[start]
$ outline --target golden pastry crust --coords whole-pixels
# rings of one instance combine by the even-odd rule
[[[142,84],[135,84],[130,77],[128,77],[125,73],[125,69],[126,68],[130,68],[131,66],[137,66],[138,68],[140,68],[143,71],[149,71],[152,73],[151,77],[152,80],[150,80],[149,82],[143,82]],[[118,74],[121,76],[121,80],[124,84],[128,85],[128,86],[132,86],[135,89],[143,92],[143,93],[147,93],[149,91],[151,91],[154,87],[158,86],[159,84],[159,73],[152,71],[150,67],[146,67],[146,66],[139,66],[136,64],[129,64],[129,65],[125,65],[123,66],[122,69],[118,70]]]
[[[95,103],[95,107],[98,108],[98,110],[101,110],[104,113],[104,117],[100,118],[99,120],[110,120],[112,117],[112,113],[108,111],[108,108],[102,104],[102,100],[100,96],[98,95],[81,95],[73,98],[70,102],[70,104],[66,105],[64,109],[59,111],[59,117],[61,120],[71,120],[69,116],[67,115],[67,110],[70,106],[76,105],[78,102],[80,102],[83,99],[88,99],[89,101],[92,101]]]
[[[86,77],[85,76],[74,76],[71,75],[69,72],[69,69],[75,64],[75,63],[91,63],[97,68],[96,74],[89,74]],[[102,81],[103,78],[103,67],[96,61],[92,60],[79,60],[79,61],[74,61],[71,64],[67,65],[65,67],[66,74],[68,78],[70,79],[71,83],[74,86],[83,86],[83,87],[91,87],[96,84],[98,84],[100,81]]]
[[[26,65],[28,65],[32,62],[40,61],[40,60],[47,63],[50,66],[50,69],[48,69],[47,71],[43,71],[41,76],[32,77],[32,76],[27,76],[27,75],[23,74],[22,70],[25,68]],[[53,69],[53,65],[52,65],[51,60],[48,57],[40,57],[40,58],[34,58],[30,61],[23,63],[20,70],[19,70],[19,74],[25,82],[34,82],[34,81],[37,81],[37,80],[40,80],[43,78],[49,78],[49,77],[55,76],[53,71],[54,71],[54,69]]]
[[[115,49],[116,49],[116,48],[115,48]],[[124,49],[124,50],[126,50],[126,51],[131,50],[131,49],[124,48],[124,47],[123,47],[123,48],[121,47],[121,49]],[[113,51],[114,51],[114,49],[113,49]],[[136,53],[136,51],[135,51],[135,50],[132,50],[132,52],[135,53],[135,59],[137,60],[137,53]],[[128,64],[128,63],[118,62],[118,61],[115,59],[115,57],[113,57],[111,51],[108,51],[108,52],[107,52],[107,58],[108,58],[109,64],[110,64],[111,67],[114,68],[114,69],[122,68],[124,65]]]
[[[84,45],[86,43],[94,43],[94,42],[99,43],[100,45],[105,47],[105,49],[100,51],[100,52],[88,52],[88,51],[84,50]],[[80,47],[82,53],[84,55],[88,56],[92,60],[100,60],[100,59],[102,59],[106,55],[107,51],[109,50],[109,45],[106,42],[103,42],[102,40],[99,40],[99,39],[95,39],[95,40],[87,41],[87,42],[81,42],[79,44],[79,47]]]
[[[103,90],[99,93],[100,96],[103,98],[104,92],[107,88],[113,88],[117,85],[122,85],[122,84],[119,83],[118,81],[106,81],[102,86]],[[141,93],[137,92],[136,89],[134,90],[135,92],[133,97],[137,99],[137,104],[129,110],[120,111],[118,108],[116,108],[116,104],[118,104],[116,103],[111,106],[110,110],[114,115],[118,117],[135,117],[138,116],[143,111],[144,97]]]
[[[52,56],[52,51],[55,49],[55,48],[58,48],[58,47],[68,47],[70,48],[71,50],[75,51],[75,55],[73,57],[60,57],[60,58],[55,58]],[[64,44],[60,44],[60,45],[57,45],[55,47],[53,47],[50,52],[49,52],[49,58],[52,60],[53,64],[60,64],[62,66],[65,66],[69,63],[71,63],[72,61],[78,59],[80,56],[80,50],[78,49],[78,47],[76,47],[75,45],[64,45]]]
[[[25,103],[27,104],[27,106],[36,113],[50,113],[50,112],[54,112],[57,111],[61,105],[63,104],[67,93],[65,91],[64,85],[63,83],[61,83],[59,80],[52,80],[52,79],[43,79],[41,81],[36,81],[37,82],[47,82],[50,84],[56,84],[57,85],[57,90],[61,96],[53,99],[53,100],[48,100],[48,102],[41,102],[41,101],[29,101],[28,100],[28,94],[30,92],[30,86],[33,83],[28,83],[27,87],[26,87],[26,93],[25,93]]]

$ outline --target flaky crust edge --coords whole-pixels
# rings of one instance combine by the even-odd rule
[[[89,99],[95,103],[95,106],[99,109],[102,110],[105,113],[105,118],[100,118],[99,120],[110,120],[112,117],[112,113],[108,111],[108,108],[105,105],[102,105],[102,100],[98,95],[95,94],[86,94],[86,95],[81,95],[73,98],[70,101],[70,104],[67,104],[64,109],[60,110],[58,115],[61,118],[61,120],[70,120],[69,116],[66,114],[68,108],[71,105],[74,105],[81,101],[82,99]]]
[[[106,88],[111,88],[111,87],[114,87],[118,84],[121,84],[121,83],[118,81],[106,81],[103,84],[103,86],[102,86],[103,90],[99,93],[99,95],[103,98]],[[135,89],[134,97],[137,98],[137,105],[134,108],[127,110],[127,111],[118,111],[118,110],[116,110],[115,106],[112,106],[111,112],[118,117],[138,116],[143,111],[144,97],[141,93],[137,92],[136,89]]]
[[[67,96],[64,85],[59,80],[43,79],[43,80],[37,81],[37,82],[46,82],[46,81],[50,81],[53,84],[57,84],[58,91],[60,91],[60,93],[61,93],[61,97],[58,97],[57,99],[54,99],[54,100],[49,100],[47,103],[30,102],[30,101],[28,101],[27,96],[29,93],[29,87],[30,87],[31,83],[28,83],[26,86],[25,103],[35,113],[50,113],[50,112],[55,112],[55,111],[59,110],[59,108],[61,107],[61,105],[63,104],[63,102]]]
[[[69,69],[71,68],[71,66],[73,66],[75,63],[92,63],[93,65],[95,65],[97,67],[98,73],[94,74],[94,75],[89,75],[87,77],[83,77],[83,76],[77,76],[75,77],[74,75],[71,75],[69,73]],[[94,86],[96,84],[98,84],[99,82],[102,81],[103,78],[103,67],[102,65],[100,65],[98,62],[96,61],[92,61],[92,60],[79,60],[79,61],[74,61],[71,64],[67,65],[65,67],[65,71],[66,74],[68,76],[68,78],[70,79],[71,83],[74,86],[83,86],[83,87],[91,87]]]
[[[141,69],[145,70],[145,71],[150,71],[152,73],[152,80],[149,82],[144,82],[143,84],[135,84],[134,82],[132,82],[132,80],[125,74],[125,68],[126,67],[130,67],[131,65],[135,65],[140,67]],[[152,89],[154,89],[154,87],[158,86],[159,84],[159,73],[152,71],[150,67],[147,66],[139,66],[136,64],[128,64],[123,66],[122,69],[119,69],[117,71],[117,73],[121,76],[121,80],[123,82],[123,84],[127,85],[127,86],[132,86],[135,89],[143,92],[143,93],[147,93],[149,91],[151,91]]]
[end]
Find each line in the listing that contains the word "coords", and copy those lines.

**Exercise output**
$ outline --target golden pastry crust --coords whole-pixels
$ outline --target flaky crust edge --coords whole-pixels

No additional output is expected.